SOURCE PASSAGE:
----
On the retail-side, health insurance companies will need to structure new products based on actuarial calculations on the cost of treatments, claims and pricing, and seek IRDAI approval -- which usually takes between two to four months, say insurance executives.
The Pradhan Mantri Jan Arogya Abhiyaan, or the Ayushman Bharat-National Health Protection Mission (AB-NHPM), can also be extended to cover mental healthcare services, says a senior insurance executive.
"It's a progressive step in the right direction. We believe it will certainly create awareness, acceptance, and inclusion when it comes to mental illness as any other ailment," says Sapna Desai, chief marketing officer at Cigna TTK Health Insurance.
Requests for comments were sent to a few insurance executives, all of whom stated that since the notification was only published on Thursday night, they could not comment on pricing and existing historical cost-data on mental healthcare services.
On August 1 of this year, IRDAI brought in an automatic process for approval for 'use and file' products.
According to the Mental Health Care Act, the government will set up a Central Authority for Mental Health Services (CAMHS), which would develop quality and service provision norms and supervise different central government establishments. Similarly, state authorities will be set up by various governments.
The authorities will register mental healthcare professionals such as psychologists and institutions across the country and will monitor the quality of treatments. Further, the CAMHS will be in-charge of developing an authoritative understanding of the various aspects of mental illness for the entire mental healthcare industry.
This would be in line with international standards in medical and neurological sciences.
A major concern is that the definition of mental illness ranges from dyslexia, depression and attention-deficit/hyperactivity disorder, which are issues that can be overcome with the help of professionals, to serious illnesses such as aspergers, post-traumatic stress disorder and schizophrenia.
----
DATA UNDER STUDY:
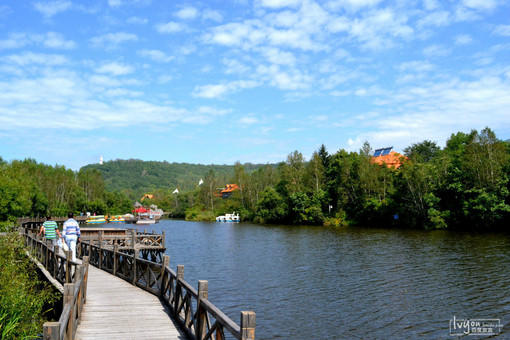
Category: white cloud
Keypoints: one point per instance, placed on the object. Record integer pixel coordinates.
(187, 13)
(137, 20)
(114, 3)
(15, 40)
(56, 40)
(439, 18)
(112, 40)
(480, 4)
(248, 120)
(352, 5)
(66, 100)
(233, 66)
(436, 51)
(29, 58)
(377, 29)
(433, 110)
(156, 55)
(277, 56)
(170, 27)
(279, 3)
(416, 66)
(51, 8)
(463, 39)
(213, 15)
(503, 30)
(430, 4)
(284, 80)
(220, 90)
(115, 69)
(49, 40)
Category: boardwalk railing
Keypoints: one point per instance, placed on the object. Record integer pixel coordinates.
(200, 319)
(74, 278)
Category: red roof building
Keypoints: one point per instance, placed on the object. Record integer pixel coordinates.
(387, 156)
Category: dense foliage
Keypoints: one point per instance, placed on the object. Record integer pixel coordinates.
(462, 186)
(28, 188)
(135, 177)
(23, 297)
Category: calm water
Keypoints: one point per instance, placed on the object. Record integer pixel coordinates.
(316, 283)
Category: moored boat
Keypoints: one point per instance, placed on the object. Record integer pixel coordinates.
(228, 218)
(99, 219)
(116, 219)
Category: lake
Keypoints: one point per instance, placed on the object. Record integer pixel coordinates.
(351, 283)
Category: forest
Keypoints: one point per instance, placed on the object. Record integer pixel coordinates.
(135, 177)
(463, 186)
(28, 188)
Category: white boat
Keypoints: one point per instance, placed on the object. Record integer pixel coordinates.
(145, 218)
(228, 218)
(144, 221)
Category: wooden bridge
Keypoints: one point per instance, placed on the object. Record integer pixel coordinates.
(124, 296)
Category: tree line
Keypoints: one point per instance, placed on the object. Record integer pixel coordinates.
(28, 188)
(135, 177)
(464, 185)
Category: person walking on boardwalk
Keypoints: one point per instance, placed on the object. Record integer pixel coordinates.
(71, 234)
(50, 230)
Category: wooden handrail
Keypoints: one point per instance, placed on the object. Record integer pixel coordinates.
(75, 286)
(176, 293)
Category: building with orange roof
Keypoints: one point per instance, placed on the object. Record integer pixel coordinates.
(228, 190)
(149, 196)
(388, 157)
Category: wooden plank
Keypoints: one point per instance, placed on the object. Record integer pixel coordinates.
(115, 309)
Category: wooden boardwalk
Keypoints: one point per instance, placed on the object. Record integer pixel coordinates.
(115, 309)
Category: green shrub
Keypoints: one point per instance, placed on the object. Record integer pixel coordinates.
(23, 296)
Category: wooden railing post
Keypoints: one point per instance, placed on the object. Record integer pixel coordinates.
(68, 299)
(47, 253)
(100, 250)
(85, 262)
(69, 256)
(135, 256)
(133, 238)
(164, 264)
(248, 325)
(180, 276)
(201, 326)
(115, 250)
(55, 261)
(51, 331)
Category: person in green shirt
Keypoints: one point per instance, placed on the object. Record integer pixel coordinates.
(50, 230)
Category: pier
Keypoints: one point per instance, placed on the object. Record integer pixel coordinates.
(115, 291)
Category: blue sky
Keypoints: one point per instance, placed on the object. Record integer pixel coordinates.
(222, 81)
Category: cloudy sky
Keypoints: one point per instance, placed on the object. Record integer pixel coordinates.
(224, 80)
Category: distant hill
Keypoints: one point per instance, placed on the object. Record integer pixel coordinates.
(137, 177)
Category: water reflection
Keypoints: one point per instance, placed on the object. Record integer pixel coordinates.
(316, 283)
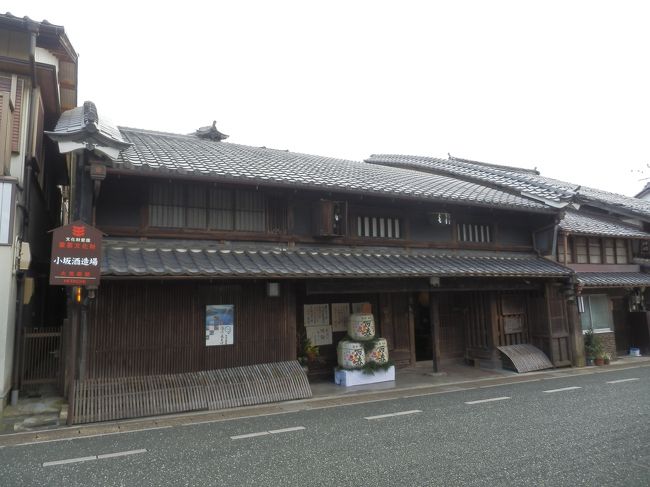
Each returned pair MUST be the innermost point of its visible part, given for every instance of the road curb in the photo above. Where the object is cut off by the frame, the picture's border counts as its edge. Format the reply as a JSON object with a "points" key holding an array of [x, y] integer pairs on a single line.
{"points": [[320, 402]]}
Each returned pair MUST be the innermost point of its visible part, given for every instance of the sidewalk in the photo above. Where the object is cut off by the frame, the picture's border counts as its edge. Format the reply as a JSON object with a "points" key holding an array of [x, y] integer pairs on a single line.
{"points": [[409, 382]]}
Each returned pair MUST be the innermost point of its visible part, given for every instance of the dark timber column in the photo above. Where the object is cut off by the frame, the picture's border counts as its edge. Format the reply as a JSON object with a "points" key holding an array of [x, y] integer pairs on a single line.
{"points": [[434, 319], [575, 335]]}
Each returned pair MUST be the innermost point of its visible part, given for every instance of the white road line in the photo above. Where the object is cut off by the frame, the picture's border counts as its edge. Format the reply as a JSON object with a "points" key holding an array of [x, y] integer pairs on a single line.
{"points": [[121, 453], [562, 390], [92, 436], [70, 460], [622, 380], [287, 430], [488, 400], [400, 413], [510, 383], [249, 435], [271, 432]]}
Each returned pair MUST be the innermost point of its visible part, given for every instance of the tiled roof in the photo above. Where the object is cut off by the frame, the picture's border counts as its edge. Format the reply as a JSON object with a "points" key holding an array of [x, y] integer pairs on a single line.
{"points": [[167, 258], [575, 222], [180, 155], [521, 181], [82, 127], [514, 179], [613, 279]]}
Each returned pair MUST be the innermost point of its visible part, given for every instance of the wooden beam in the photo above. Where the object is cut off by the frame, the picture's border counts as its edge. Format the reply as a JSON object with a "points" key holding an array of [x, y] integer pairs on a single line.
{"points": [[365, 286]]}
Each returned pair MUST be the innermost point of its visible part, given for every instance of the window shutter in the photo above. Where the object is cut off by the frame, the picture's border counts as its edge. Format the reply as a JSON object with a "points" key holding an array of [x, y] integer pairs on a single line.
{"points": [[5, 132], [18, 105]]}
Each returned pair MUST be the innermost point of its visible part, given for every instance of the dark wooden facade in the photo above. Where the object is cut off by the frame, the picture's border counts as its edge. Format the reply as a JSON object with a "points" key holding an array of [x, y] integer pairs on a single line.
{"points": [[124, 209], [153, 327]]}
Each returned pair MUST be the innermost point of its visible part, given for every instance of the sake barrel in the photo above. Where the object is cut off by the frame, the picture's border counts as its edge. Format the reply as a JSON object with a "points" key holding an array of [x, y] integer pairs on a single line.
{"points": [[350, 354], [361, 326], [379, 352]]}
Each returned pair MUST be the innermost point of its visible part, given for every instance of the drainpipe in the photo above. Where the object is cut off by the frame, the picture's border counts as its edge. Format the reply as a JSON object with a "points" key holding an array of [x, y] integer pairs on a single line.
{"points": [[32, 27]]}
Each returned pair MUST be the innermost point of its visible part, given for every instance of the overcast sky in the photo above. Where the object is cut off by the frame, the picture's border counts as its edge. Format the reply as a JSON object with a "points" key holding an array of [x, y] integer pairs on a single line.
{"points": [[561, 86]]}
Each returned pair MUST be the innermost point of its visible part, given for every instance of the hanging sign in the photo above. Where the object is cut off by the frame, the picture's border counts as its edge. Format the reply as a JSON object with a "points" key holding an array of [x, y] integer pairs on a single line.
{"points": [[76, 253]]}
----
INSTRUCTIONS:
- a) Could you copy the article on mental healthcare insurance word for word, from "This would be" up to and including "disorder and schizophrenia."?
- b) Answer these questions using the article on mental healthcare insurance:
(i) What position does Sapna Desai hold?
(ii) On what date did IRDAI bring in an automatic approval process for 'use and file' products?
(iii) According to insurance executives, how long does IRDAI approval usually take?
- c) Can you carry the article on mental healthcare insurance further, picking up after its final sentence?

ANSWERS TO EACH TASK:
- a)
This would be in line with international standards in medical and neurological sciences.
A major concern is that the definition of mental illness ranges from dyslexia, depression and attention-deficit/hyperactivity disorder, which are issues that can be overcome with the help of professionals, to serious illnesses such as aspergers, post-traumatic stress disorder and schizophrenia.

- b)
(i) Chief marketing officer at Cigna TTK Health Insurance.
(ii) August 1 of this year.
(iii) Between two and four months.

- c)
Each requires a different form of treatment and is entirely subjective to the concerned person with the illness. The treatments could range from the patient consuming multiple pharmaceutical drugs everyday to psycho-therapy, group-based recreational activity or round-the-clock professional care.
With children, for example, research shows alternative methods such as music or art are very helpful in overcoming deficiencies brought on by mental illness. On the other hand, if we look at a serious mental condition like schizophrenia, the cost of treatment is very high in terms of pharmaceutical expenses.
"In India, most health insurance policies, more or less, mainly cover hospitalisation. The truth is -- the policies cover hospitalisation costs, but only small amount of the OPD costs, as per product guidelines. The current challenge is that the system needs to be regulated with strong guidelines," Desai said.
OPD costs refer to out-of-pocket medical expenses like dentistry, diagnostics tests, consultations and, specifically, pharmaceutical bills.
"This is a step in the right direction as it will push the industry to work on providing a financial cover on the OPD-front as well. To develop an entire ecosystem, standardisation of treatments and consultations in the case of mental healthcare needs to happen," she said.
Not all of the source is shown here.